> [Requirement]: Put the lines of the listing below, from the line containing "In this photo, where can the green chair" through the end of the listing, into a numbered list, leaving out blank lines.

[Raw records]
════════

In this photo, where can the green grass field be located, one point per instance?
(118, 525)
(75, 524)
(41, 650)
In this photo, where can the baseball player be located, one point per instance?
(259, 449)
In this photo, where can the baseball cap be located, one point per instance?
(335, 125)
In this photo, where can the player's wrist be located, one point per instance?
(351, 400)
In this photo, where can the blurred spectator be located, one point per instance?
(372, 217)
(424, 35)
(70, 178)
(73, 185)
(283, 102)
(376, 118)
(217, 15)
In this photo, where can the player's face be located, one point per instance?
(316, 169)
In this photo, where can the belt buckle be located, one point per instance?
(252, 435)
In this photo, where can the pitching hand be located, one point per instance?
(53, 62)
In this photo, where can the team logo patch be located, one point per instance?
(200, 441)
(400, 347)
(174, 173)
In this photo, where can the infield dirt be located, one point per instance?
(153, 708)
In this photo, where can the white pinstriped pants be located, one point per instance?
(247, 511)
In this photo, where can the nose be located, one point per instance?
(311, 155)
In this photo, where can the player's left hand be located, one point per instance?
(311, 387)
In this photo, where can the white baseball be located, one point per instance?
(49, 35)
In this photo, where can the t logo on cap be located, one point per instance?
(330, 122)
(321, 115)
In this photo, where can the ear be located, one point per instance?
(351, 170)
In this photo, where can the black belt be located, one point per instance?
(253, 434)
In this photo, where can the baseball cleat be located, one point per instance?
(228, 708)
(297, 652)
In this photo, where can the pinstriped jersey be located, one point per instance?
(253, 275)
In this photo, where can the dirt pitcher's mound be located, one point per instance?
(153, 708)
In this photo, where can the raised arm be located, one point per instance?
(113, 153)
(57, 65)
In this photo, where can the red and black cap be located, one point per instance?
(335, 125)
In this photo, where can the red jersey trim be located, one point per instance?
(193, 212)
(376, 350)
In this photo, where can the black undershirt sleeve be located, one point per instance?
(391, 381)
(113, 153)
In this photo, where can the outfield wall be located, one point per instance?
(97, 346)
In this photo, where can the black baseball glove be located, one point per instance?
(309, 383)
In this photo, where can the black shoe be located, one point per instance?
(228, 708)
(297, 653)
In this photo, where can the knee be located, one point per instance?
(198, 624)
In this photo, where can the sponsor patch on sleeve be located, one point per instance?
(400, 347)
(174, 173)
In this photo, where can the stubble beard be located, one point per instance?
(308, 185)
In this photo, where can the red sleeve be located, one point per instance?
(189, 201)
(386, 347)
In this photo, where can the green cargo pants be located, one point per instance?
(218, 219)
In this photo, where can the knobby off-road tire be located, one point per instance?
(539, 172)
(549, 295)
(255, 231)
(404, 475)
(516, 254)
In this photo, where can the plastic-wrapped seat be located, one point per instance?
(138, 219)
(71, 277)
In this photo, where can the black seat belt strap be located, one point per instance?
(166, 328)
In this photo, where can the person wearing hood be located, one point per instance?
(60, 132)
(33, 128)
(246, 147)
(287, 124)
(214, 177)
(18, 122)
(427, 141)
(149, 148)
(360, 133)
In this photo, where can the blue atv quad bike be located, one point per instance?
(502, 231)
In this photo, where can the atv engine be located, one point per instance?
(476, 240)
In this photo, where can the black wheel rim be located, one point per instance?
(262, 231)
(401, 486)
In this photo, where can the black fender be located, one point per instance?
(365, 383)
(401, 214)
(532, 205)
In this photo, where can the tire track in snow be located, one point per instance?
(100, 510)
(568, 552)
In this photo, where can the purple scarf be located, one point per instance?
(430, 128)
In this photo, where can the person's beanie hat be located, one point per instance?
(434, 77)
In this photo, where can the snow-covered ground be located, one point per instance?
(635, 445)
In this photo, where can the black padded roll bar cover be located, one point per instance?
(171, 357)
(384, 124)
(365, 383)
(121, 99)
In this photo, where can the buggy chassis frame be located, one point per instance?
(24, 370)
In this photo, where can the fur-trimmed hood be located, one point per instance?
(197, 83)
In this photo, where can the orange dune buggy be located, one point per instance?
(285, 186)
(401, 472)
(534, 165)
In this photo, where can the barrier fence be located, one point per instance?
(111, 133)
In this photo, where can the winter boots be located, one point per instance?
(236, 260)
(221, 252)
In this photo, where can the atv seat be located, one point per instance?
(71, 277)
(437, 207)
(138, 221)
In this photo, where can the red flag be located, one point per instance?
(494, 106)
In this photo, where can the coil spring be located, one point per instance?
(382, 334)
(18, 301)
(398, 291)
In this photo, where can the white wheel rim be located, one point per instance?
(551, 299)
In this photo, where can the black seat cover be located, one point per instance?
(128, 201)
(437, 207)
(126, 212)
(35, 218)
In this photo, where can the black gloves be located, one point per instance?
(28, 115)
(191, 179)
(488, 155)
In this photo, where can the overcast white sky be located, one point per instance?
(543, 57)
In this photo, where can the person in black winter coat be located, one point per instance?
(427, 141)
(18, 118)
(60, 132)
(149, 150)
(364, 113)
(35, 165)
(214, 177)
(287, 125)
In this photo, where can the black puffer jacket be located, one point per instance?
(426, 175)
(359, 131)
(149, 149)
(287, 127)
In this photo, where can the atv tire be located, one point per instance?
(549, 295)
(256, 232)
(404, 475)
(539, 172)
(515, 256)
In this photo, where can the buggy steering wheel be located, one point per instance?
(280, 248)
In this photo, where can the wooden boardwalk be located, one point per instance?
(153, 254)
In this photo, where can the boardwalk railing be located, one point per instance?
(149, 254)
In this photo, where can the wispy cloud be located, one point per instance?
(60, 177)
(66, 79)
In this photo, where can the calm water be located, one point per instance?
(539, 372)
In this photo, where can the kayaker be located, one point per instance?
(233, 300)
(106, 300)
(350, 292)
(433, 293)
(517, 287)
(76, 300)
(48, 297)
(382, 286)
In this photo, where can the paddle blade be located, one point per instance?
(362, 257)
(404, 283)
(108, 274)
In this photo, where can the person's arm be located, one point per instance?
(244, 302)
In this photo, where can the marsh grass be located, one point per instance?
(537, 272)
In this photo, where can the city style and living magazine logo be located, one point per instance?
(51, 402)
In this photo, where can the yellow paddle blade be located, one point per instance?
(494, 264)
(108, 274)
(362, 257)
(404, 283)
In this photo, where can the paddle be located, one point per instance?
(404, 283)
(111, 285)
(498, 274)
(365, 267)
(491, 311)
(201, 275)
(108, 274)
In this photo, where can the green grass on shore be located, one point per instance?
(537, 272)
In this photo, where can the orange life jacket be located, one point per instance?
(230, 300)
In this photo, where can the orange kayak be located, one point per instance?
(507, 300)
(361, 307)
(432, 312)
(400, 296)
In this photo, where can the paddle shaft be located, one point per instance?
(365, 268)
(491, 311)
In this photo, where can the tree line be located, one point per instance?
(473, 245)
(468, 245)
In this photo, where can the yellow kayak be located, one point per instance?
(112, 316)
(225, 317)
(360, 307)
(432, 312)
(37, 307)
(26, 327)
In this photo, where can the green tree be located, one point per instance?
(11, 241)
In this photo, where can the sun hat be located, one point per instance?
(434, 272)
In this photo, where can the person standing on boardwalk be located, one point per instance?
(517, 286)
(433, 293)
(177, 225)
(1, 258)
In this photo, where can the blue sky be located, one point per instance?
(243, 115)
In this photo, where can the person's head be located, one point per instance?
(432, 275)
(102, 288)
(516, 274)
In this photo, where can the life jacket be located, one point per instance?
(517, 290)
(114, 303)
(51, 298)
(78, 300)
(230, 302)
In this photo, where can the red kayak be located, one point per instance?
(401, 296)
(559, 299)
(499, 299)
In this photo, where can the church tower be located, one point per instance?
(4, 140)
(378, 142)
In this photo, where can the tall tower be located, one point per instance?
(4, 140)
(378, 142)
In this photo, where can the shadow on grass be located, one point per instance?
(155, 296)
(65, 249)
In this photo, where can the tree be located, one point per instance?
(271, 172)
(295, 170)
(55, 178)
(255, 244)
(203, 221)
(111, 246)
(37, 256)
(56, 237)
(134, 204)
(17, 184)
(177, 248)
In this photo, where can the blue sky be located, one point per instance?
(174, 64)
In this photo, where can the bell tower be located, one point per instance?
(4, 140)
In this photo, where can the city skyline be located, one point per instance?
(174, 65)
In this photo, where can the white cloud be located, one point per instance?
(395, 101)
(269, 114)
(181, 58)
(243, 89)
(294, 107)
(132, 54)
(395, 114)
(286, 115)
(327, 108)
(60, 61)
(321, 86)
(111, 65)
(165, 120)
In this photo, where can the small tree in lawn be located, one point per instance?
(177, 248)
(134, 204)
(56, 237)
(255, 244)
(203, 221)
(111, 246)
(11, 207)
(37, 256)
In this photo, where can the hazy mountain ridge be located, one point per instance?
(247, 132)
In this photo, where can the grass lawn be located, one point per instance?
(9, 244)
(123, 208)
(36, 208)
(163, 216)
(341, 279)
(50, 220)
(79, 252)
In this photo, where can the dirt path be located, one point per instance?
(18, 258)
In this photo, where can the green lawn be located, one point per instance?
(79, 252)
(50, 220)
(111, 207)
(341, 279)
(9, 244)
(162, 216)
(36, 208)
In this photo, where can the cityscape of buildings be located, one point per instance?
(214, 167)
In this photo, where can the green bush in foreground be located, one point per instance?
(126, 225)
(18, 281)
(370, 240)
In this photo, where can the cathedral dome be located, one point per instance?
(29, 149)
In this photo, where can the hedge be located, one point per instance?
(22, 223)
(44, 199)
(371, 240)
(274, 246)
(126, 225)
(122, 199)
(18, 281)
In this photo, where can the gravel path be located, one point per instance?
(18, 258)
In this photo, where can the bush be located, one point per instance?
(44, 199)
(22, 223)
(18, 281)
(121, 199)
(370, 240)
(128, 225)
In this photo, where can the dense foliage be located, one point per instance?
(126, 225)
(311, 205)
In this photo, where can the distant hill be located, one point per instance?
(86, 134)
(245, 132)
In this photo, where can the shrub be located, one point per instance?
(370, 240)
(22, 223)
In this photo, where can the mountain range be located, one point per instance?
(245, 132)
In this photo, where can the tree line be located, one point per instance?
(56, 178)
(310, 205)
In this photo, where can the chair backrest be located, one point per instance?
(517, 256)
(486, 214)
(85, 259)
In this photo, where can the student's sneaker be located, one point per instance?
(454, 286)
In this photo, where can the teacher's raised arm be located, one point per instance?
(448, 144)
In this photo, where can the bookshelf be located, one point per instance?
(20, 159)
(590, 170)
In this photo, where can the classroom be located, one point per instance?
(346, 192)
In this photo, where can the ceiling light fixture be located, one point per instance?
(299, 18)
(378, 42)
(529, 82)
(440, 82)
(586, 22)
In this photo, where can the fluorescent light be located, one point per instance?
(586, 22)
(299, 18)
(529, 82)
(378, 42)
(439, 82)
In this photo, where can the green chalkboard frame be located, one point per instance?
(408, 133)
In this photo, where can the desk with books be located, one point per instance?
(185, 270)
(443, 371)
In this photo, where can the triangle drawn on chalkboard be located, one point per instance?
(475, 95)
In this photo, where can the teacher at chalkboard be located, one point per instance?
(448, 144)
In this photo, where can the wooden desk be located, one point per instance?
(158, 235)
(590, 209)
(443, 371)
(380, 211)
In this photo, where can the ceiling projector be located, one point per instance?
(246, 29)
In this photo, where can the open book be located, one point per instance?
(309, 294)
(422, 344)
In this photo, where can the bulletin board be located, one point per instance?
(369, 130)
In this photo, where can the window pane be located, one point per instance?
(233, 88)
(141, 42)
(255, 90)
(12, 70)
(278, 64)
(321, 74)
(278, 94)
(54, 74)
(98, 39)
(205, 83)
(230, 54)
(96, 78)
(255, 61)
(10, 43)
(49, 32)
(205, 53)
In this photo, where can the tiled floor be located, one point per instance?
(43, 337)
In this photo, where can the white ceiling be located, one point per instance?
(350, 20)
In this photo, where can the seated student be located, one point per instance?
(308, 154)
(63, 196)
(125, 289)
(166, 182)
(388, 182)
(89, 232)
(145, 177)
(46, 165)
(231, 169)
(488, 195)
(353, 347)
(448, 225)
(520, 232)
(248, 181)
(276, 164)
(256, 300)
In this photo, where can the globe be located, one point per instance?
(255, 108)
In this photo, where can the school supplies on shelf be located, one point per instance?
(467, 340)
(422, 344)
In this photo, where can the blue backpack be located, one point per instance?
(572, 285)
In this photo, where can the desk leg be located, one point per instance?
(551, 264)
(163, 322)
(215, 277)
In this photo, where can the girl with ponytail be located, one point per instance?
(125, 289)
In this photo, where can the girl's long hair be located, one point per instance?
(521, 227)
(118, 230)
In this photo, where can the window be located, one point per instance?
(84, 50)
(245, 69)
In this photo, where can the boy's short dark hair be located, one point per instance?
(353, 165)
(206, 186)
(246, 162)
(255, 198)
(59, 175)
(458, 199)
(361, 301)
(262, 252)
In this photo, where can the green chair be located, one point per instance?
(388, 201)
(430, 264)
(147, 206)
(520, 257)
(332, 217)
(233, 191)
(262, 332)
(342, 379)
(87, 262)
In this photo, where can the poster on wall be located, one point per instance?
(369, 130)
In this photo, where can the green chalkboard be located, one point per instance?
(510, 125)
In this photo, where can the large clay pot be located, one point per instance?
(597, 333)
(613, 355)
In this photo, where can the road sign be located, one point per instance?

════════

> [Solution to the problem]:
1. In this photo, where can the green chair be located, one point per instance?
2. (388, 201)
3. (430, 264)
4. (147, 206)
5. (520, 257)
6. (332, 217)
7. (233, 191)
8. (262, 332)
9. (342, 379)
10. (87, 262)
11. In this photo, where can the poster on wall be located, one point per instance?
12. (369, 130)
13. In this photo, where can the green chalkboard be located, one point per instance?
14. (510, 125)
15. In this photo, where can the large clay pot be located, one point per instance?
16. (597, 333)
17. (613, 355)
18. In this photo, where can the road sign be located, one point per instance?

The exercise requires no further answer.